== Directive ==
Reproduce the items below word for word, starting at the line that contains "For each instance of the asphalt" and ending with the final line of the items.

== Records for the exercise ==
-----

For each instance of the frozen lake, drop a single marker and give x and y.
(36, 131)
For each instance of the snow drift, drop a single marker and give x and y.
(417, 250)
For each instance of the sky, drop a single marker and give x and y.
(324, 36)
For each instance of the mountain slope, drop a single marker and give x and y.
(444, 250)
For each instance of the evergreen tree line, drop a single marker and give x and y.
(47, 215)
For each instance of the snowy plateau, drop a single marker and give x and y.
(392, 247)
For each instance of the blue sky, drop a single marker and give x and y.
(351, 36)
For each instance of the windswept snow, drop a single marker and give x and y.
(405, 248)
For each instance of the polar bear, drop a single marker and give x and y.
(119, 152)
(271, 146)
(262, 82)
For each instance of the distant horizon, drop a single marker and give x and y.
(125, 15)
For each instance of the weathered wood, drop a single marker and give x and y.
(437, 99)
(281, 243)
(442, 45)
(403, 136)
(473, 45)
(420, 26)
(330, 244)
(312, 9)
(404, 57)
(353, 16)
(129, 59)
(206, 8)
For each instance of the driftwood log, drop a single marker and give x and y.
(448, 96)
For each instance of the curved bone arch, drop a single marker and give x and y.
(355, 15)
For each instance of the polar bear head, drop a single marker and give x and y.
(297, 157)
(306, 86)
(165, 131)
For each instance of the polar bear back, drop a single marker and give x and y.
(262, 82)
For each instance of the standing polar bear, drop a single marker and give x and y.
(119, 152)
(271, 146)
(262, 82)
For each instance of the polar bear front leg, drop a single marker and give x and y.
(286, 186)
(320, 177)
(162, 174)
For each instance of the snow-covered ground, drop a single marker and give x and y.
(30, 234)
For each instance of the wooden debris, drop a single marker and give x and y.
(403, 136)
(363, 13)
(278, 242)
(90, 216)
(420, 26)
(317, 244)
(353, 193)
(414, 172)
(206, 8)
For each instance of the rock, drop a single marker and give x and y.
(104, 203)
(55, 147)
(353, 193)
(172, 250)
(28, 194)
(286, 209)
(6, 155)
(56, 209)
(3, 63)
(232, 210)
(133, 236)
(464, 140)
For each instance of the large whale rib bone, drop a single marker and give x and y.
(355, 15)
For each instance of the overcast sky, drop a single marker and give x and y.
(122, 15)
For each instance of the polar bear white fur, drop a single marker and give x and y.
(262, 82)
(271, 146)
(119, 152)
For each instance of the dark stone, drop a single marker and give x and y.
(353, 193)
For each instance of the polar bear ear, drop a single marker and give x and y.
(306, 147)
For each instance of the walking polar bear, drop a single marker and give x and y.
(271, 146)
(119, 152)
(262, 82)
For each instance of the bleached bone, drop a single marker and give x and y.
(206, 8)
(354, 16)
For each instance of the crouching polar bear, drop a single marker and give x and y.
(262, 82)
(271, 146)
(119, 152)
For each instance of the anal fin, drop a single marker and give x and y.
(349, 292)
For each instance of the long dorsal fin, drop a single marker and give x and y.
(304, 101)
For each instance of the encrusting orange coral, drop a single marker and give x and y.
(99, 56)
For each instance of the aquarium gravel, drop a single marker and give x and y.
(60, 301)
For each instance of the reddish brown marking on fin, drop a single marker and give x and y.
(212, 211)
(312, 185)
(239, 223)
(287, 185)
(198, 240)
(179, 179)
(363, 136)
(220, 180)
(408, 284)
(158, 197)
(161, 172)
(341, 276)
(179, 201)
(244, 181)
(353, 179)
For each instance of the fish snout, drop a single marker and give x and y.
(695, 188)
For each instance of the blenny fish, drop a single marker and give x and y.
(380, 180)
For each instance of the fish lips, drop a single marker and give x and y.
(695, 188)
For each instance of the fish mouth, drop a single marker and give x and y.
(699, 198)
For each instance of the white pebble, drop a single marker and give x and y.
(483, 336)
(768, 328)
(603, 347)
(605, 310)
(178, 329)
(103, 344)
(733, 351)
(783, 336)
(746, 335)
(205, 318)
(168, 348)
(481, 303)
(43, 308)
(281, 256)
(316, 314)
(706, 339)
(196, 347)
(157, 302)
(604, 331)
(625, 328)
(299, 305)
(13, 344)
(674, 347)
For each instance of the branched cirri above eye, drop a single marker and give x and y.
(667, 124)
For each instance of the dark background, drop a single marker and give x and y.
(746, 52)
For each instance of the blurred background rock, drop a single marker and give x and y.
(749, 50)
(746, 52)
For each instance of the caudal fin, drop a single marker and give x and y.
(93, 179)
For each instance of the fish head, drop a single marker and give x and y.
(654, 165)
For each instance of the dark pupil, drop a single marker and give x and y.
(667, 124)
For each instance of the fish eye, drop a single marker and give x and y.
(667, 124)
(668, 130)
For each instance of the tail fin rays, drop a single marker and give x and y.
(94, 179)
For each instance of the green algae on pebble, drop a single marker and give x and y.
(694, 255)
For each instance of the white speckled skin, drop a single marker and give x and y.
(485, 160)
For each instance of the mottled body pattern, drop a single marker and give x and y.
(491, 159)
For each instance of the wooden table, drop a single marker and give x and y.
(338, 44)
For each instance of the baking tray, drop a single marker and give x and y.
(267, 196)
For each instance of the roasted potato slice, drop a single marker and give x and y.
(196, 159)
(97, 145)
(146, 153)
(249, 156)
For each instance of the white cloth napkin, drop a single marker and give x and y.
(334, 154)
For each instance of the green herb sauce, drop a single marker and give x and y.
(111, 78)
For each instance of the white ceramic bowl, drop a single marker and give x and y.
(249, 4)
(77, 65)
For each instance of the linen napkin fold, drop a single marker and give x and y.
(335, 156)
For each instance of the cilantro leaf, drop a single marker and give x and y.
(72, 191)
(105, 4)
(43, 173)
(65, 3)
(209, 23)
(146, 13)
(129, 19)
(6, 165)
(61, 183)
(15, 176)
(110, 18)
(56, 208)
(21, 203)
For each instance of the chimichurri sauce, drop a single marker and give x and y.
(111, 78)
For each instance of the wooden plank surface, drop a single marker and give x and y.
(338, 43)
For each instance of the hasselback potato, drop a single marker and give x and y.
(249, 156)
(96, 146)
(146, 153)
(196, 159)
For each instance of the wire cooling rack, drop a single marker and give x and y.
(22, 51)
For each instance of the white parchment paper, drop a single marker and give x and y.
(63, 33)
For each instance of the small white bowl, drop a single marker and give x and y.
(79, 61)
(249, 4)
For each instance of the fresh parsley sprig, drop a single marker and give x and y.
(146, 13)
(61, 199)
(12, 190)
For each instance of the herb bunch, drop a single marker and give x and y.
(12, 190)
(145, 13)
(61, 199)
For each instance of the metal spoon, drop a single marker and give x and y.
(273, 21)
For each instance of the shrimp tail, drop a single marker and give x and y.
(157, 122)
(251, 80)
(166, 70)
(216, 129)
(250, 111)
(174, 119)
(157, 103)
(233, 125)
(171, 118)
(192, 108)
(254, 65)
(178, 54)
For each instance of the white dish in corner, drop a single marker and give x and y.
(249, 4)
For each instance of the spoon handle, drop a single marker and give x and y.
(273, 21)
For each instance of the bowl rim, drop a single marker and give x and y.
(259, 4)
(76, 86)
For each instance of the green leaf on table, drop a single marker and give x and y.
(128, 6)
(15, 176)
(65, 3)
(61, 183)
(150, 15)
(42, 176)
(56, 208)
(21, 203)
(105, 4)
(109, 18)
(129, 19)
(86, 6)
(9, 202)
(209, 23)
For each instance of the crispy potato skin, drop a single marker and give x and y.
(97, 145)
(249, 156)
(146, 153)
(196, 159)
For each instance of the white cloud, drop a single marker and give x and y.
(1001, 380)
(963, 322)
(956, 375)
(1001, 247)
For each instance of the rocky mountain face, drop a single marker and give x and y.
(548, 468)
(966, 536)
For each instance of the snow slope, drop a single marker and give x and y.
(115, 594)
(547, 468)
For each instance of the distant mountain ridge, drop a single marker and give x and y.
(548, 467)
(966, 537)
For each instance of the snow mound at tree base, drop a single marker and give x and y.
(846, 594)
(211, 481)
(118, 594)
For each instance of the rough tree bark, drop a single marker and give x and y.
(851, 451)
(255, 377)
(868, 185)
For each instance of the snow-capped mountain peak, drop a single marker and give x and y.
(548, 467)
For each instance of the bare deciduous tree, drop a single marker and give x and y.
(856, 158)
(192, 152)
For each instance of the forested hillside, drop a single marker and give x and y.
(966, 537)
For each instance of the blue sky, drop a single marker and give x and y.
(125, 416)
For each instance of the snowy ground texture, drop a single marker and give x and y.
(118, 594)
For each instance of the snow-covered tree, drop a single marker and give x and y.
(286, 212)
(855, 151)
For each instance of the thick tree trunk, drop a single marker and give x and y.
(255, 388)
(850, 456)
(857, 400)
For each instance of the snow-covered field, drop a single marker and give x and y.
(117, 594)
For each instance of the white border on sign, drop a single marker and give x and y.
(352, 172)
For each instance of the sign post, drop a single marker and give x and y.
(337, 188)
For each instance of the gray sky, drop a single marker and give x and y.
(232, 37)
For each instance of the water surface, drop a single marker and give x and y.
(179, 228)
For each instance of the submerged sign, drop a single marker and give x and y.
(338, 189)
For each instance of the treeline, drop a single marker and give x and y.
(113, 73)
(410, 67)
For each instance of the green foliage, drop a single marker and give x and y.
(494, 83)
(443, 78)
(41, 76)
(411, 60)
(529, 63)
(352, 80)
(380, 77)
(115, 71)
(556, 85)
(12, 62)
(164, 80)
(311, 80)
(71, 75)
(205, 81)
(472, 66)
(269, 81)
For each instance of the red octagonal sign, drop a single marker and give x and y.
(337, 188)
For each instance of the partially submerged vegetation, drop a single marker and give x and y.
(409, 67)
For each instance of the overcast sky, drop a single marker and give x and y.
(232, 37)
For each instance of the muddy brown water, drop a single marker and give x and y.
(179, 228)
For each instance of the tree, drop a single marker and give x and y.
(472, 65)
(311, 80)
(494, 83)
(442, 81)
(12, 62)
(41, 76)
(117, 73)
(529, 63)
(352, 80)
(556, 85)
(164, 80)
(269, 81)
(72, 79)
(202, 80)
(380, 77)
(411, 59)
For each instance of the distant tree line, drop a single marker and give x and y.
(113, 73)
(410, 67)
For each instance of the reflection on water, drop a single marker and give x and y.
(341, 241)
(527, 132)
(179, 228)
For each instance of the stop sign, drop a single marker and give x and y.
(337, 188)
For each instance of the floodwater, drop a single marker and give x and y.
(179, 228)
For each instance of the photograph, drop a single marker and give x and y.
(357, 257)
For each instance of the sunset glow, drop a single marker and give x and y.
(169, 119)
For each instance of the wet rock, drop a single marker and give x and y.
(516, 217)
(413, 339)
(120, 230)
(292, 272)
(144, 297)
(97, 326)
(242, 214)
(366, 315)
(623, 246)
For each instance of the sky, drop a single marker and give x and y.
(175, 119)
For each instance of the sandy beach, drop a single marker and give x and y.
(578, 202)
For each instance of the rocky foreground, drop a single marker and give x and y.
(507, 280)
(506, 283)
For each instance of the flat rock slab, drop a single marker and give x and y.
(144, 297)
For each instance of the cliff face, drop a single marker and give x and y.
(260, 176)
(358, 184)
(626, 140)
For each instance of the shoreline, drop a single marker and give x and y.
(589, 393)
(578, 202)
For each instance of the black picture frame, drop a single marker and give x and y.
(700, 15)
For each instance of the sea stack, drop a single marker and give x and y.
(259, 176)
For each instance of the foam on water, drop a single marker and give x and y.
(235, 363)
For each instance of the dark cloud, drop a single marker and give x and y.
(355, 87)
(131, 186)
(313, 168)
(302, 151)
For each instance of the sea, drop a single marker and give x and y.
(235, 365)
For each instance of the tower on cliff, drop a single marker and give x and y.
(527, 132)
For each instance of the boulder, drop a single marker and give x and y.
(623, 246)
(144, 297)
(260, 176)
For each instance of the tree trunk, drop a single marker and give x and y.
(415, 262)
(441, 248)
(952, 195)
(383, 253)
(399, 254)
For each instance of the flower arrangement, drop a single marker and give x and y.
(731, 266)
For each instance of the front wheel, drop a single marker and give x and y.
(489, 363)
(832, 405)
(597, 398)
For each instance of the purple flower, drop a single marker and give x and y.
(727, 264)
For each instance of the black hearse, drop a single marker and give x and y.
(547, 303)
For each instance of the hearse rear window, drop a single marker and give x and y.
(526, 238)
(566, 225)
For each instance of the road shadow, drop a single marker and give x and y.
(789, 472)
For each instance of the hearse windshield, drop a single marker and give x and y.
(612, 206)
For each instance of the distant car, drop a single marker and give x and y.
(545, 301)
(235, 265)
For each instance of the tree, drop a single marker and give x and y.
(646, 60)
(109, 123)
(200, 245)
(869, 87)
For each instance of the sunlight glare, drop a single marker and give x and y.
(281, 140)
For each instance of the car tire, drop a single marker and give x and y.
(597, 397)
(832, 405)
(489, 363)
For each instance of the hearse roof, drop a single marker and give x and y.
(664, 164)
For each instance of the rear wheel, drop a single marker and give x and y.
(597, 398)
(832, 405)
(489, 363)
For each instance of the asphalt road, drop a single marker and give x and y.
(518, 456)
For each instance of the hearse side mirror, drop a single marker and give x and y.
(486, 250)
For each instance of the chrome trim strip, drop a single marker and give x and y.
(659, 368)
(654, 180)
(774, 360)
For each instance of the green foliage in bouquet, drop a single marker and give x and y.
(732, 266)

-----

== Answer to the exercise ==
For each instance of the asphalt road, drop a single marker and give x and y.
(518, 456)
For each instance of the hearse side mirror, drop a single marker and give x and y.
(486, 250)
For each instance of the chrome trim strip, drop a single marker and give x and y.
(659, 368)
(654, 180)
(774, 360)
For each instance of the green foliage in bouquet, drop a single marker and give x and y.
(732, 266)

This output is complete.